Data entries
○ ○ ○ ○ ○

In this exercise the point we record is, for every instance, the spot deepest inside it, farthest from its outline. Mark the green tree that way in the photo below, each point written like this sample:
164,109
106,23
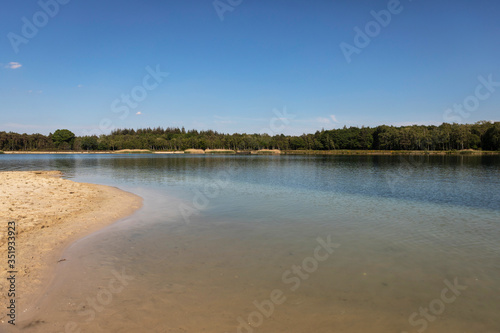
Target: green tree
63,138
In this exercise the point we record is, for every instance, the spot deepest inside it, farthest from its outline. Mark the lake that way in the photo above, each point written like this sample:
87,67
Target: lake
282,244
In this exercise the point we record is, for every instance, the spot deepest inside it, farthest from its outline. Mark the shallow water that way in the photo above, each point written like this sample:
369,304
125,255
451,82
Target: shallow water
221,237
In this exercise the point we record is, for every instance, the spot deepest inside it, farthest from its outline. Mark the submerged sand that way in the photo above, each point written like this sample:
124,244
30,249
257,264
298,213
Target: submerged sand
50,213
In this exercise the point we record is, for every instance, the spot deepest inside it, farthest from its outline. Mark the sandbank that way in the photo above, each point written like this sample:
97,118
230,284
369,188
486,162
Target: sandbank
50,213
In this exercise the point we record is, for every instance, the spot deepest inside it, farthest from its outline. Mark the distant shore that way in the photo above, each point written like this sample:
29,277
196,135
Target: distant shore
268,152
49,214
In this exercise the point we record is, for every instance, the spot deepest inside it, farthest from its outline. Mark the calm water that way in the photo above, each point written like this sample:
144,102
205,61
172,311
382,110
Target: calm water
230,244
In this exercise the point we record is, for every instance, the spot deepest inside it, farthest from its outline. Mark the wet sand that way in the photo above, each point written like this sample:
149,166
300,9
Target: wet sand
49,214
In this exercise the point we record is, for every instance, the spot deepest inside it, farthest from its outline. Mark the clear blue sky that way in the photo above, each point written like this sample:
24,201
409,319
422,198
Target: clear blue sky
229,75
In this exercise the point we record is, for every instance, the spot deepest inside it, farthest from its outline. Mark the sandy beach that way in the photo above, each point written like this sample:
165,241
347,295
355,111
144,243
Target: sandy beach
50,213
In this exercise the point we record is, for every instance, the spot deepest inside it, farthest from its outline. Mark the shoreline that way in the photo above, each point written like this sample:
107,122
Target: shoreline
50,214
274,152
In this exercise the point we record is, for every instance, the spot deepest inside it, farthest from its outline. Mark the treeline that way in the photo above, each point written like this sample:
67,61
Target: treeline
481,135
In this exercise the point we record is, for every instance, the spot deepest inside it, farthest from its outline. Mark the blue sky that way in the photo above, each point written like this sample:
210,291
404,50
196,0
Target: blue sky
268,66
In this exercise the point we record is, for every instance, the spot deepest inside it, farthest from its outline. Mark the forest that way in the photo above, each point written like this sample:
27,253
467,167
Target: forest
482,135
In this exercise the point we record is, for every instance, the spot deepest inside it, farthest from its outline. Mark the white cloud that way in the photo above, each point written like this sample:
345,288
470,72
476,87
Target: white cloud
13,65
323,120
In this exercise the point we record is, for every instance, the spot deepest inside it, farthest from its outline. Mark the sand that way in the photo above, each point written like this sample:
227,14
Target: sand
50,213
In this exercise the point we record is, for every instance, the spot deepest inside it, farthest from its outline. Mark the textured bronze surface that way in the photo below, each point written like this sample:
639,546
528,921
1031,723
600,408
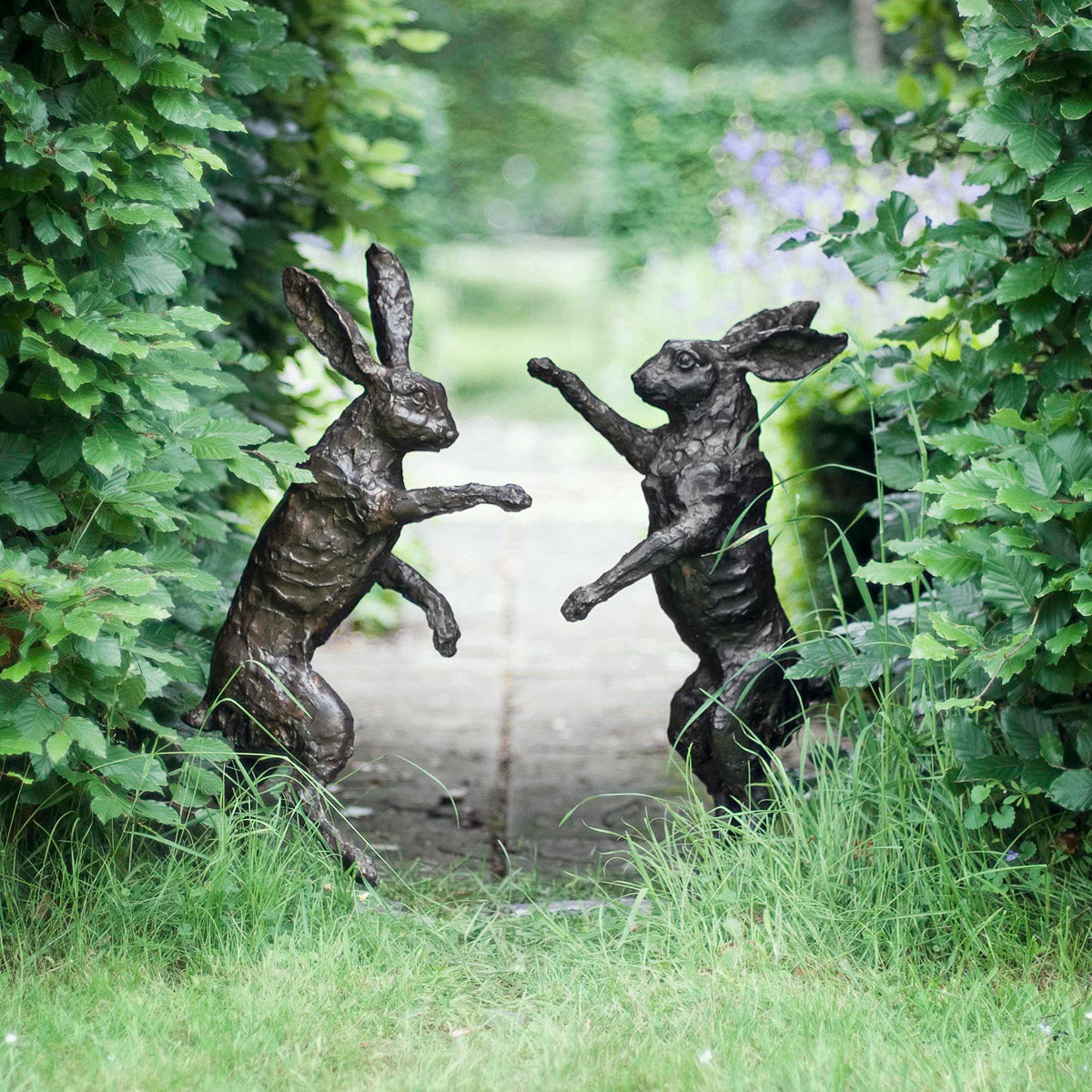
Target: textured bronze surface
330,541
704,480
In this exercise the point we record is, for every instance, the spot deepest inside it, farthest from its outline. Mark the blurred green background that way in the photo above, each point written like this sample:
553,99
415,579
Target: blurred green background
596,178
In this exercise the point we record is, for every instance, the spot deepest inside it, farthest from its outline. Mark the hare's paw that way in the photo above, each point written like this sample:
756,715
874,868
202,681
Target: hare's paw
579,604
544,369
446,636
511,498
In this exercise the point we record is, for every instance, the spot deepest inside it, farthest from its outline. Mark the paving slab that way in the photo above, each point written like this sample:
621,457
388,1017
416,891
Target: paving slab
534,716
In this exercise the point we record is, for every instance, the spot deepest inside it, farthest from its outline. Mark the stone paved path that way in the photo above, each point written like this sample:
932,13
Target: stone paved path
533,716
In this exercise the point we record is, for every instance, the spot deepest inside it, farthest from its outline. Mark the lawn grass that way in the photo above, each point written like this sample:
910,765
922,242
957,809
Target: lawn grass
858,937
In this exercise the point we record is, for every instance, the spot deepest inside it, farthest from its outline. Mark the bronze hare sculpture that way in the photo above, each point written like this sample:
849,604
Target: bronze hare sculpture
703,478
330,541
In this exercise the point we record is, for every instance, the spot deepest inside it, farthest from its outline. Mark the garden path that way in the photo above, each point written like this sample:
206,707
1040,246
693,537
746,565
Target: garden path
533,716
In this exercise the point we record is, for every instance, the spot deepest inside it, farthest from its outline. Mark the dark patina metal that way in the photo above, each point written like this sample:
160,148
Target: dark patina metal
330,541
704,480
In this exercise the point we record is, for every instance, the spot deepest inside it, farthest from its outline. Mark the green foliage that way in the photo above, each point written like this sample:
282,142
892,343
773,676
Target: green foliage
118,434
527,128
663,131
991,421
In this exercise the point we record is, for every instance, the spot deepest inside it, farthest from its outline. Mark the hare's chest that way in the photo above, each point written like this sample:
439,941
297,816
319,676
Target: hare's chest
661,484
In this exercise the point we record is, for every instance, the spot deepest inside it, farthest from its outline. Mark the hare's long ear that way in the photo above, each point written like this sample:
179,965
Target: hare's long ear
787,353
328,327
391,305
800,314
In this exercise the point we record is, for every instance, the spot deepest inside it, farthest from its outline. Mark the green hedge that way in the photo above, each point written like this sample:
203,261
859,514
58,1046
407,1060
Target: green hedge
157,158
989,429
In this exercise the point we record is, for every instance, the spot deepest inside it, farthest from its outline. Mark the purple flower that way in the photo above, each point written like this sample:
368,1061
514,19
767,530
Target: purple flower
741,146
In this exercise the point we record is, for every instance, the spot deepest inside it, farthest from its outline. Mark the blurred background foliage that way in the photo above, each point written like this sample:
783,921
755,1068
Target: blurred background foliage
580,180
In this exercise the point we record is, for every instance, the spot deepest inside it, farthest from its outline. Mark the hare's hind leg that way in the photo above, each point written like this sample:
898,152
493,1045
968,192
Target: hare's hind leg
691,733
751,719
323,746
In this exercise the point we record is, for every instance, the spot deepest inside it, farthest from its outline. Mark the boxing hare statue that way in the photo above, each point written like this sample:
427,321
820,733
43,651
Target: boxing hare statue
330,540
705,478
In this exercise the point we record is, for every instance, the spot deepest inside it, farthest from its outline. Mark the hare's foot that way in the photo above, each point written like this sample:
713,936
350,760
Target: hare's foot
352,856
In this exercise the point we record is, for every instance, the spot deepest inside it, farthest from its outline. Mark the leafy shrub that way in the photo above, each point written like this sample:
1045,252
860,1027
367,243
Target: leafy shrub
118,435
661,126
988,429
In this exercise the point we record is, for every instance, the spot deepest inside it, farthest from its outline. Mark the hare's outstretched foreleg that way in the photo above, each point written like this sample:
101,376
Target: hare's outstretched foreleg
398,577
636,445
413,506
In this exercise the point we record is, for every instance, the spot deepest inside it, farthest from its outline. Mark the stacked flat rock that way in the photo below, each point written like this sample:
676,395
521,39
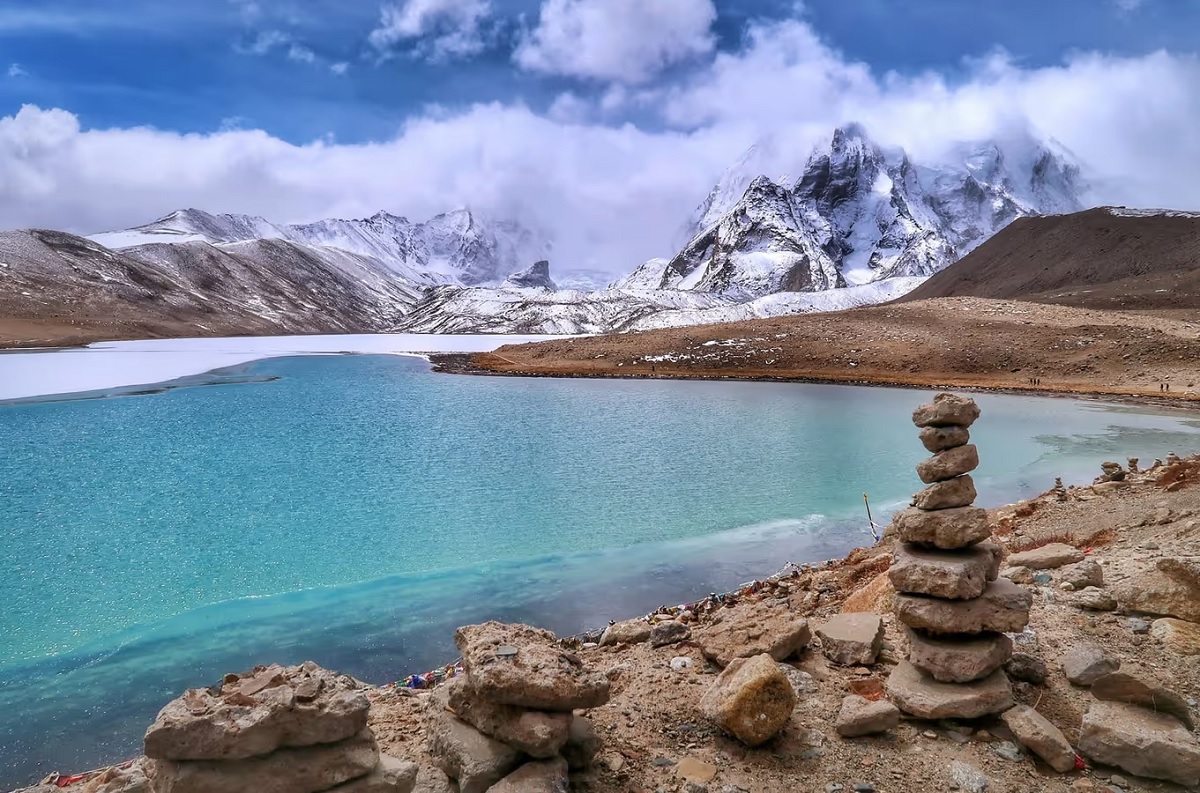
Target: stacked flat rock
273,730
509,722
954,607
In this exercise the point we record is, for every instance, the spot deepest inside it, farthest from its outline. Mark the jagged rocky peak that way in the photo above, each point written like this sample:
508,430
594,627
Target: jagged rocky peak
859,212
535,276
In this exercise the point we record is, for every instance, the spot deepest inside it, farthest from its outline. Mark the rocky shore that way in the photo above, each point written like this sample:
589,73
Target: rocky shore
1050,646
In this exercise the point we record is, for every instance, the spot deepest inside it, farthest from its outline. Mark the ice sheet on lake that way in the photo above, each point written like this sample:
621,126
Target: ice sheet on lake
108,365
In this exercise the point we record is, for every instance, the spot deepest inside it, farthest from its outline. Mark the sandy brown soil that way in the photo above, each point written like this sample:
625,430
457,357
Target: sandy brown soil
653,720
953,342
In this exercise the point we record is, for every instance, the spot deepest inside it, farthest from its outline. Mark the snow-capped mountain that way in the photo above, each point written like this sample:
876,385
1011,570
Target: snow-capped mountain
857,214
453,247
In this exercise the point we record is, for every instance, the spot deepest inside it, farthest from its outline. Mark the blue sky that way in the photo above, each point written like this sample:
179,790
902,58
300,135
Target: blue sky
600,122
269,64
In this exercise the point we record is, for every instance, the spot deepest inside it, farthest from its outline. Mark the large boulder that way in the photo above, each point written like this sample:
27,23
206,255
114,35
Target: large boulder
1138,686
543,776
948,494
307,769
538,733
631,631
1002,608
947,410
1140,742
936,439
519,665
954,575
467,756
949,529
753,630
1048,557
955,659
1036,733
751,700
852,640
924,697
862,716
1177,635
391,775
258,712
1171,588
948,464
1084,664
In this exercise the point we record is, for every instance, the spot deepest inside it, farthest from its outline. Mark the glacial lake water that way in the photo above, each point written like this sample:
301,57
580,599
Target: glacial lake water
353,510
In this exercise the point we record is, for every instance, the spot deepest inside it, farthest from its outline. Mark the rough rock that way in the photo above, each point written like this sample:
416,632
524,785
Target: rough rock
751,700
519,665
949,529
1087,572
1036,733
466,755
958,660
391,775
921,696
753,630
967,778
1002,608
1138,686
1018,575
538,733
1084,664
669,632
305,769
1169,589
861,716
258,712
954,575
540,776
852,640
1027,668
947,410
1048,557
1093,599
948,464
582,744
631,631
936,439
948,494
1140,742
1177,635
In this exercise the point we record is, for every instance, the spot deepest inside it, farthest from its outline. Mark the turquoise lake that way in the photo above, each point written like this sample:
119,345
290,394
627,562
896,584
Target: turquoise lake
353,510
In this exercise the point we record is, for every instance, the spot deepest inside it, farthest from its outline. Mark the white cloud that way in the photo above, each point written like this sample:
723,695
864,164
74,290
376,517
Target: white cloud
438,30
627,41
616,194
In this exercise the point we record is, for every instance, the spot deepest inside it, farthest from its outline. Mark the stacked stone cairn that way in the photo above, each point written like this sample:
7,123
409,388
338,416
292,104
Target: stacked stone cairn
509,724
954,607
273,730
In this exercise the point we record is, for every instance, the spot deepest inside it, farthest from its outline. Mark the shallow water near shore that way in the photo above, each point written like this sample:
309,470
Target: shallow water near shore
353,510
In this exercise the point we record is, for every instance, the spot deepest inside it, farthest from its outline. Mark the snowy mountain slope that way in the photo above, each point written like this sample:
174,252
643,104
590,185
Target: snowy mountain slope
453,247
859,214
195,288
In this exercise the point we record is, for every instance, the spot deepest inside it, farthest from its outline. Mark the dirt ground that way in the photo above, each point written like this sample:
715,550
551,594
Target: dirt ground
948,342
653,720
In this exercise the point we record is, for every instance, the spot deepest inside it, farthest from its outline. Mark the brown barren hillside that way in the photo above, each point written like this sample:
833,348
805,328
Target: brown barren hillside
1096,259
961,342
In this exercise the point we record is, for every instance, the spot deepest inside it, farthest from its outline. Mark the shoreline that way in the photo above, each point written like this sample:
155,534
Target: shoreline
467,364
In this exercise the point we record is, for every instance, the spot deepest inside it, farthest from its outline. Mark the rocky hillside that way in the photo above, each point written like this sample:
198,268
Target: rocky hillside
859,212
1103,258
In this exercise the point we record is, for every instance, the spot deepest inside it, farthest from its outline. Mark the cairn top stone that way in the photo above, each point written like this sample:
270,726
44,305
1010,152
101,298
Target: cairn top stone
258,712
541,674
947,410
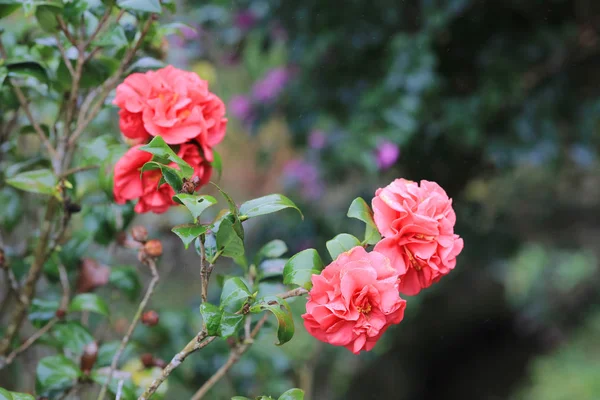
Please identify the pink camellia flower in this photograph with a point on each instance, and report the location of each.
(354, 300)
(417, 223)
(174, 104)
(128, 185)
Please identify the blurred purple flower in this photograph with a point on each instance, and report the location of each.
(241, 107)
(387, 154)
(271, 85)
(245, 20)
(317, 139)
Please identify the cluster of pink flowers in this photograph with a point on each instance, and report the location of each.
(356, 297)
(177, 106)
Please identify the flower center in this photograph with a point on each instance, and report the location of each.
(364, 310)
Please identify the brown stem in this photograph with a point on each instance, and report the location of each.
(113, 365)
(64, 281)
(234, 356)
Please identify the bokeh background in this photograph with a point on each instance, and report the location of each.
(498, 102)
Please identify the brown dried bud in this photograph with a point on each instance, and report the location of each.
(89, 357)
(139, 234)
(150, 318)
(153, 248)
(147, 359)
(91, 275)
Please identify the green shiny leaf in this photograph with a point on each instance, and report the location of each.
(300, 268)
(126, 279)
(281, 309)
(219, 322)
(340, 244)
(195, 203)
(234, 295)
(151, 6)
(89, 302)
(161, 149)
(72, 336)
(360, 210)
(55, 374)
(292, 394)
(189, 232)
(267, 205)
(170, 175)
(39, 181)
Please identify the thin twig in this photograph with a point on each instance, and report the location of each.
(64, 302)
(25, 106)
(113, 365)
(198, 342)
(234, 356)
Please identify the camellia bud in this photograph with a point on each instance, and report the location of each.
(147, 359)
(150, 318)
(153, 248)
(139, 234)
(89, 357)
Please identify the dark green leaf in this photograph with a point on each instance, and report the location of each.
(300, 268)
(340, 244)
(360, 210)
(55, 374)
(228, 241)
(292, 394)
(188, 232)
(266, 205)
(281, 309)
(197, 204)
(39, 181)
(152, 6)
(72, 336)
(89, 302)
(159, 148)
(126, 279)
(234, 295)
(170, 175)
(219, 322)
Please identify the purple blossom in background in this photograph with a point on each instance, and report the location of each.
(387, 154)
(306, 175)
(317, 139)
(241, 107)
(270, 87)
(245, 20)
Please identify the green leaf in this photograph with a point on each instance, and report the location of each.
(72, 336)
(228, 241)
(26, 69)
(126, 279)
(292, 394)
(89, 302)
(273, 249)
(170, 175)
(38, 181)
(55, 374)
(217, 164)
(197, 204)
(159, 148)
(234, 295)
(300, 268)
(152, 6)
(340, 244)
(219, 322)
(281, 309)
(43, 310)
(188, 232)
(360, 210)
(266, 205)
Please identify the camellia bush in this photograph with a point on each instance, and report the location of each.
(57, 79)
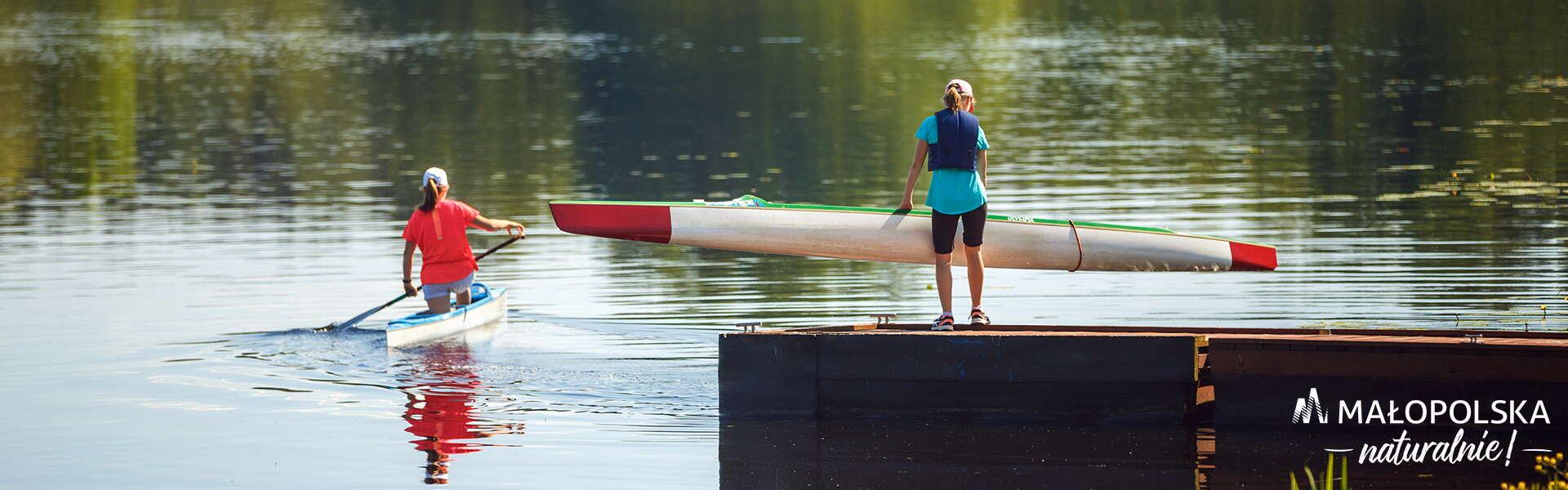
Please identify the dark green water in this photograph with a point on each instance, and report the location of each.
(172, 173)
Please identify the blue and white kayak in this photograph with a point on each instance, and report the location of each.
(487, 305)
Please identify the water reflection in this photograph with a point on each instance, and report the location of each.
(441, 408)
(256, 161)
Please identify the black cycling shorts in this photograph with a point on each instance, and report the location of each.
(946, 225)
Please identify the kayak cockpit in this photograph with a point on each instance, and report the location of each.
(479, 296)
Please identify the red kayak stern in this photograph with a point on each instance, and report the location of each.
(626, 222)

○ ○ ○ ○ ○

## Assigned task
The answer should be a single number: the count of lines in the data that include the string "below".

## Completed task
3